[DIRECTION] List every all-capital constant name that appears in the mailing-list message about quotacheck below.

[SOURCE TEXT]
--

Subject: Re: bin/23725: possible quotacheck enhancement
To: None <kre@munnari.OZ.AU>
From: Greg A. Woods <woods@weird.com>
List: netbsd-bugs
Date: 12/17/2003 17:37:23
[ On Friday, December 12, 2003 at 19:11:53 (+0700), kre@munnari.OZ.AU wrote: ]
> Subject: bin/23725: possible quotacheck enhancement
>
>
> quotacheck can run very slowly (take a long time, an extremely
> long time) if run on a filesystem that happens to have a file
> allocated to a uid (or gid if using group quotas) that is large.
... unless there is a uid (or gid if using group quotas) with a value of
ULONG_MAX, in which case it'll just run forever.... :-)
> I believe it has one bug - bad things are likely if uid 2^32-1
> actually owns files (or exists in the password file). (same for
> groups) (assuming long is 32 bits
Yes it still goes in a loop. I tried fixing this but I couldn't quite
get the logic right. If I managed to get the loop to exit then I ended
up with a zero-byte quota file somehow. Instead I just added the
following hard-nosed checks to the beginning of addid(). Note on my
systems I have both UID_MAX and GID_MAX defined as (~(uid_t)0).

--

[EXCERPTED DATA]
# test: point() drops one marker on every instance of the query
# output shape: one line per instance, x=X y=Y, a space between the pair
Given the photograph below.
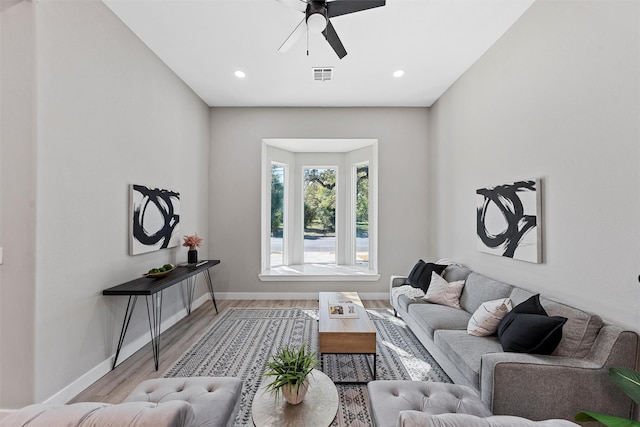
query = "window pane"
x=362 y=215
x=277 y=214
x=319 y=216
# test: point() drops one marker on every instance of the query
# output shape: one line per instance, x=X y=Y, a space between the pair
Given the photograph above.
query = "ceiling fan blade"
x=294 y=36
x=299 y=5
x=343 y=7
x=333 y=39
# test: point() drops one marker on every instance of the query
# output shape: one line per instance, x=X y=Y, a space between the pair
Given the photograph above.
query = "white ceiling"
x=205 y=41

--

[TASK RESPONSE] ULONG_MAX, UID_MAX, GID_MAX